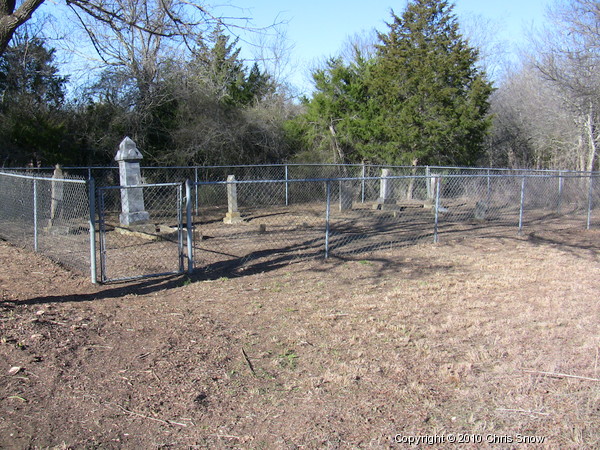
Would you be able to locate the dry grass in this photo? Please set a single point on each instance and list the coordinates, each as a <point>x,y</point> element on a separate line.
<point>466,337</point>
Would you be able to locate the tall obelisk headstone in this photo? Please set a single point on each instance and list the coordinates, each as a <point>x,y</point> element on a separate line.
<point>132,199</point>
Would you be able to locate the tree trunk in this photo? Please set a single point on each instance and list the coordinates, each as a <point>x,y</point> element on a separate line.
<point>591,136</point>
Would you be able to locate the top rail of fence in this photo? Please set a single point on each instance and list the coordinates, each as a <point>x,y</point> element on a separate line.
<point>234,166</point>
<point>43,177</point>
<point>389,177</point>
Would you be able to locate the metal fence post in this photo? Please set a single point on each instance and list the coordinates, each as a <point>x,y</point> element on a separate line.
<point>196,187</point>
<point>521,206</point>
<point>92,224</point>
<point>488,197</point>
<point>437,209</point>
<point>560,187</point>
<point>35,231</point>
<point>327,216</point>
<point>189,225</point>
<point>364,173</point>
<point>428,175</point>
<point>287,192</point>
<point>590,201</point>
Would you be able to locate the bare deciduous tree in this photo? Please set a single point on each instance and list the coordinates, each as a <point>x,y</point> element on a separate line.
<point>570,60</point>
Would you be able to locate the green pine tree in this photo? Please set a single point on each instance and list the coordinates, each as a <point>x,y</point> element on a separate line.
<point>431,99</point>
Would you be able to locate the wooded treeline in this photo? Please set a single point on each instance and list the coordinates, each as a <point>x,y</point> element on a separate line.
<point>175,82</point>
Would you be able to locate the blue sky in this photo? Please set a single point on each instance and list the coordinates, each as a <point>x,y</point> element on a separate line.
<point>318,29</point>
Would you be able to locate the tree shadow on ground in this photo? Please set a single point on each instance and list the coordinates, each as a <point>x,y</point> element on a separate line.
<point>343,250</point>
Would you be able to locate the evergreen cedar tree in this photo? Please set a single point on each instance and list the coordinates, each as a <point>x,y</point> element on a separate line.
<point>420,99</point>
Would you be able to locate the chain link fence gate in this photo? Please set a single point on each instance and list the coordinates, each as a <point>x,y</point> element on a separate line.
<point>153,248</point>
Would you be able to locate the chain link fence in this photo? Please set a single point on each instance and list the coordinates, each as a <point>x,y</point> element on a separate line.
<point>242,217</point>
<point>154,247</point>
<point>48,215</point>
<point>281,220</point>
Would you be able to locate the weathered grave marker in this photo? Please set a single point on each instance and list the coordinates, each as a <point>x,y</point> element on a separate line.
<point>385,190</point>
<point>57,194</point>
<point>132,199</point>
<point>233,215</point>
<point>345,195</point>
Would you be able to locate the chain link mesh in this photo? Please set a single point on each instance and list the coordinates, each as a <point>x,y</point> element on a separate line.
<point>282,220</point>
<point>48,215</point>
<point>134,250</point>
<point>284,212</point>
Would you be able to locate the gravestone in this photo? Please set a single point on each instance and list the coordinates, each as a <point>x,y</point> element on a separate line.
<point>132,199</point>
<point>233,215</point>
<point>385,191</point>
<point>57,195</point>
<point>346,195</point>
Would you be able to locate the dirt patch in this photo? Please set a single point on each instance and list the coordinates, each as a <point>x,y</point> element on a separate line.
<point>489,337</point>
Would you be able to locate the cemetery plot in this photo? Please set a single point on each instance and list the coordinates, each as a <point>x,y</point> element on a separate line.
<point>489,337</point>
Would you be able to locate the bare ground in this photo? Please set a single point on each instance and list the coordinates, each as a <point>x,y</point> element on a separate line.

+++++

* [What is expected] Leaving out the pictures, repeat the data above exactly.

* [Expected answer]
Would you be able to locate the dry grass in this photo? Please set a single point on each instance and list the coordinates, each as a <point>x,y</point> element on a separate line.
<point>466,337</point>
Would you be able to locate the tall obelisk headstone in this photo? Please set a single point on each instance and list the coordinates, each as a <point>x,y</point> element on a separate line.
<point>132,199</point>
Would you be able to locate the tree trunk in this photo? Please set a single point on each instance and list the coordinates, each as a <point>x,y</point> element on a separate line.
<point>591,136</point>
Would you be able to locate the top rail of fence in this photo? Please set a single point on each instance and list the coordinates, each as a <point>x,y</point> element on a separate line.
<point>234,166</point>
<point>43,177</point>
<point>389,177</point>
Would you be able to locate the metal fence post in this photo? Please set a single point on each instance and list the coordinates, each as a <point>x,y</point> element on a separate line.
<point>196,187</point>
<point>521,206</point>
<point>92,224</point>
<point>488,197</point>
<point>437,209</point>
<point>560,187</point>
<point>35,231</point>
<point>327,216</point>
<point>189,225</point>
<point>364,173</point>
<point>428,175</point>
<point>287,192</point>
<point>590,201</point>
Would you be able to locate the bare deciduous tree in this photo? Please set a single point on each instance and list the coordinates, each as a <point>x,y</point> element on a separate line.
<point>570,60</point>
Would you be able to locate the green pine tree in this photo? Please set a single point on each instance and list the coordinates, each as a <point>x,y</point> element on a separate line.
<point>431,99</point>
Would you be able to locate the wooded treeline in this photo? Please set a single point on each instance and list the coordinates, each as a <point>x,y</point> element on a separate line.
<point>175,82</point>
Would you be able to locate the blue sky in this photo? Please set a single point on each instance and list the coordinates, each as a <point>x,y</point> element on a separate line.
<point>318,29</point>
Would you be able to locate the tree shadow on ground in this photo? Please set a single point on each instance and list the coordinates, each as a <point>x,y</point> element on a separate line.
<point>343,250</point>
Would you be able to locate the evergreen cedar tree in this photo? Please set a single point on each instance and list the coordinates, each as a <point>x,y</point> element on a separate line.
<point>420,99</point>
Would you be able to locate the chain link fence gate in this photo? Please set a single point on each instance and list the coordinates, each as a <point>x,y</point> element on a separate line.
<point>153,248</point>
Would you be able to locate the chain link fence in this photo? Please set a single point on each instance and list the coordinates, each as a <point>x,y</point> element on a separate line.
<point>242,217</point>
<point>154,247</point>
<point>48,215</point>
<point>281,220</point>
Would you be able to locate the weathered grave marker in this photo? Please set a single point on each instance and list the coordinates, each as a <point>x,y</point> element on a separate line.
<point>385,190</point>
<point>57,194</point>
<point>132,199</point>
<point>233,215</point>
<point>345,195</point>
Would you be able to locate the chain link mesh in this photo? Please set a single point on each instance and list the coordinates, each as a <point>x,y</point> element on a separate line.
<point>282,220</point>
<point>48,215</point>
<point>134,250</point>
<point>284,212</point>
Would you be able to locate the gravestone in this photo? Please set a single point on each instance and list the coordinates, each as a <point>x,y</point> element on a separate line.
<point>132,199</point>
<point>233,215</point>
<point>385,191</point>
<point>57,195</point>
<point>346,195</point>
Would you be able to locate the dirt patch in this photo? Please set a single point on each instance and list the coordinates, each as a <point>x,y</point> element on a separate line.
<point>489,337</point>
Would you be able to locate the cemetery plot in this photo? Please set a single point on each instance and list the coordinates, each as a <point>x,y</point> element on a separate line.
<point>489,337</point>
Would you be able to locate the bare ground in this photo? Please set a single point on each instance and list the coordinates, each as a <point>x,y</point> element on a separate line.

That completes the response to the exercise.